▶ [What the task requires]:
Reproduce word for word the stretch of the temporary tattoo paper passage below from "The first product" through "preparation. (Figure 7)".

The first product decision involved selection of temporary tattoo paper. After assessing company products and customer reviews through an online search, we decided to test with three different companies: Silhouette America, Inc., Hemmi Papilio Supplies LLC, and World Paper. Internally, we tested all three brands of temporary tattoo paper during a training event and in stand-alone testing. All three had varying degrees of shine, wrinkle development, thickness, difficulty of use, and complexity of preparation. (Figure 7)

 

Figure 7. Three brands of tattoo paper (rows), each with the same illustration (bruise and burn) printed by the same printer, shown under similar lighting views. Male and female models, with different skin tones, were used (columns). Photo credit: Elizabeth Weissbrod ©2019 The Henry M. Jackson Foundation

 

 

We tested all three of the tattoo paper types with a standard desktop ink jet printer. The majority of commercially available tattoo papers are specified as ink jet compatible. Although some types of tattoo paper can be used with color laser printers, we decided to utilize papers designed for ink jet printing for accessibility reasons. For this project, we used the HP Envy 120 and 4520, and the Epson WorkForce ET-4550 EcoTank All-in-One inkjet printers. All of these printers are comparable in terms of cost, ink usage, and print resolution. Our testing determined that the Silhouette Inc. temporary tattoo paper, with inkjet-printed illustrations, provided the thinnest, clearest, most flexible, and least shiny final product. The Silhouette brand temporary tattoo paper with inkjet printing was the only production method used when sending out samples for feedback. Once the paper was chosen, we experimented with using a Silhouette CAMEO machine to automate the process of cutting out individual tattoos from the paper. However, due to technical difficulties with the equipment and software, the majority of the temporary tattoos were cut out by hand.

▶ [Entries provided]:
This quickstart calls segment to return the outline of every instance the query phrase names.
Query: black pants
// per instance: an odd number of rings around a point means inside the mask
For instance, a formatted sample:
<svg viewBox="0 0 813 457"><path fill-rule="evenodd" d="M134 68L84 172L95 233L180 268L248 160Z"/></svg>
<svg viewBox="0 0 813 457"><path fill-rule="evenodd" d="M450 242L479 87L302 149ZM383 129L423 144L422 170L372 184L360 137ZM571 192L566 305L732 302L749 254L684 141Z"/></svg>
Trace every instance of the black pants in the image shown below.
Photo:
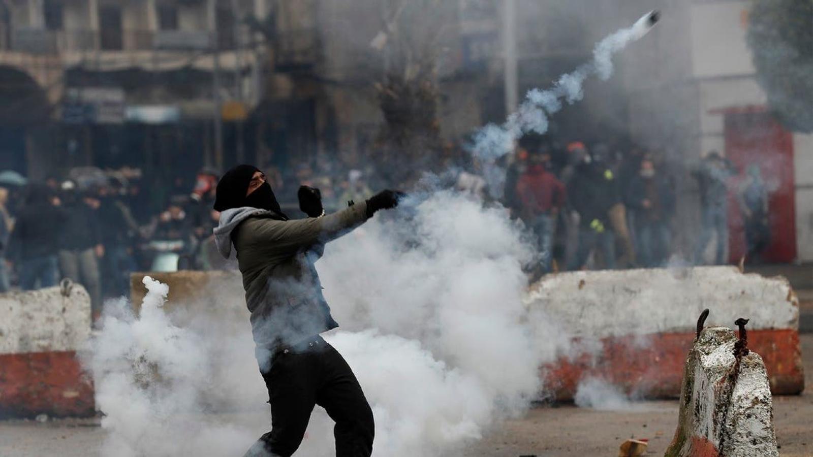
<svg viewBox="0 0 813 457"><path fill-rule="evenodd" d="M271 403L271 432L246 457L288 457L302 443L315 405L336 422L337 457L368 457L375 426L361 385L347 362L321 337L274 356L262 373Z"/></svg>

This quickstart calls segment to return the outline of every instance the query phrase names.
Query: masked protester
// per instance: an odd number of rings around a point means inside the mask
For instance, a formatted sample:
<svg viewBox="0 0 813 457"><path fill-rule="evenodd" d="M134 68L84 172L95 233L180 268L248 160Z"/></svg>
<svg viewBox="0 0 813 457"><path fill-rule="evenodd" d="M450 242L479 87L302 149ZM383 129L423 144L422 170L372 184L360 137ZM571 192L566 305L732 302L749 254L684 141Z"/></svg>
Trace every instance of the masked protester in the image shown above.
<svg viewBox="0 0 813 457"><path fill-rule="evenodd" d="M675 211L674 186L651 159L641 161L638 176L626 189L626 202L635 228L638 261L642 267L663 266L669 257L669 220Z"/></svg>
<svg viewBox="0 0 813 457"><path fill-rule="evenodd" d="M265 176L240 165L217 185L215 229L218 250L233 246L260 373L268 389L272 430L247 456L291 455L299 447L315 405L336 421L336 455L372 452L372 411L341 355L320 333L338 326L322 295L314 263L319 246L361 225L376 211L398 205L401 194L380 192L366 202L324 215L315 189L300 189L302 209L311 217L289 220Z"/></svg>
<svg viewBox="0 0 813 457"><path fill-rule="evenodd" d="M88 290L95 321L102 314L98 258L104 255L98 215L85 201L89 194L80 191L73 181L62 183L61 195L65 222L59 232L59 270L63 278Z"/></svg>
<svg viewBox="0 0 813 457"><path fill-rule="evenodd" d="M715 237L714 262L715 265L721 265L725 262L725 246L728 242L728 179L737 175L737 169L728 159L713 150L703 159L693 175L700 186L702 213L694 261L698 264L704 263L706 247Z"/></svg>
<svg viewBox="0 0 813 457"><path fill-rule="evenodd" d="M56 285L57 240L65 222L59 198L44 185L32 185L8 242L8 259L17 265L23 290Z"/></svg>

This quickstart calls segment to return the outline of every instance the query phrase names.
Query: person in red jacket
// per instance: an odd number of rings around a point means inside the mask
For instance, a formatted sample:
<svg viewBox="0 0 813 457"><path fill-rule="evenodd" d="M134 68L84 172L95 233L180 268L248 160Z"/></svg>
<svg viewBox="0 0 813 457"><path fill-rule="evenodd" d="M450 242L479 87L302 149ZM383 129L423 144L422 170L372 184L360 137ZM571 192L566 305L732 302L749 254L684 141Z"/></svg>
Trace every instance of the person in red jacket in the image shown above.
<svg viewBox="0 0 813 457"><path fill-rule="evenodd" d="M520 176L516 194L521 216L537 235L541 255L541 272L550 272L556 217L564 206L564 185L550 172L550 154L543 150L528 157L528 167Z"/></svg>

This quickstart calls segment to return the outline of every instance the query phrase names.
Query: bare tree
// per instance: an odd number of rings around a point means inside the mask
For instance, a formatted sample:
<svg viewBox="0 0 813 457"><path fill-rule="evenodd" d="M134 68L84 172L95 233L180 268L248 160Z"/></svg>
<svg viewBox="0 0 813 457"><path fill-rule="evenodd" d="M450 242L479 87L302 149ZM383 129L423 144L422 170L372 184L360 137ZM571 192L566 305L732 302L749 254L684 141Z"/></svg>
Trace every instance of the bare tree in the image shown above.
<svg viewBox="0 0 813 457"><path fill-rule="evenodd" d="M437 165L441 142L437 118L437 62L455 24L457 2L385 0L382 30L372 46L384 72L375 84L385 124L377 137L380 169L395 183Z"/></svg>

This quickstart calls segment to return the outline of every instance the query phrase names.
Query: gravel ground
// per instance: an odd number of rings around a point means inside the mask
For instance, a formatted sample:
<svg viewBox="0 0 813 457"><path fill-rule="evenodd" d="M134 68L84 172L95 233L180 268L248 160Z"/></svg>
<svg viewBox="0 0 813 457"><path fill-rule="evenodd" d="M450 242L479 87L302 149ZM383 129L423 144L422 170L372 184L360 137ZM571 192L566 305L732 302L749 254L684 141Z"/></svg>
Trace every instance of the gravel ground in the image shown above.
<svg viewBox="0 0 813 457"><path fill-rule="evenodd" d="M774 398L776 437L786 457L813 457L813 335L802 335L807 391ZM635 411L598 411L572 405L541 407L509 420L461 452L471 457L617 455L628 437L648 438L663 455L675 432L676 401L646 402ZM259 418L262 422L267 418ZM0 457L89 457L99 455L105 431L98 420L0 422Z"/></svg>

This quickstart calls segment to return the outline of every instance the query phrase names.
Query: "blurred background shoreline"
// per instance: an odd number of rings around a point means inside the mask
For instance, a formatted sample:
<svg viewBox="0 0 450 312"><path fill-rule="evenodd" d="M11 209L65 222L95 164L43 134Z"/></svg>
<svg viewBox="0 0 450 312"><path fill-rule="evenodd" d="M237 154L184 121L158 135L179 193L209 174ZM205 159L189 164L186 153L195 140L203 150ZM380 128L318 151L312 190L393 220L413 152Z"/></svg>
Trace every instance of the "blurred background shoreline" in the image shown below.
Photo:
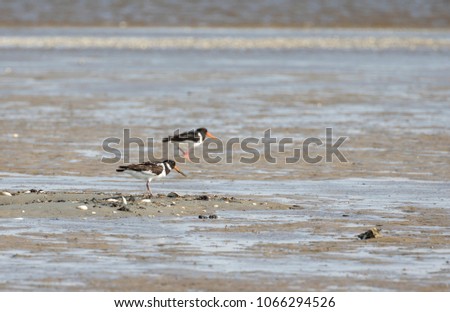
<svg viewBox="0 0 450 312"><path fill-rule="evenodd" d="M450 27L446 0L2 0L0 12L0 27Z"/></svg>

▶ [Reply to the task]:
The first product decision involved selection of temporary tattoo paper. After assessing company products and customer reviews through an online search, we decided to test with three different companies: Silhouette America, Inc., Hemmi Papilio Supplies LLC, and World Paper. Internally, we tested all three brands of temporary tattoo paper during a training event and in stand-alone testing. All three had varying degrees of shine, wrinkle development, thickness, difficulty of use, and complexity of preparation. (Figure 7)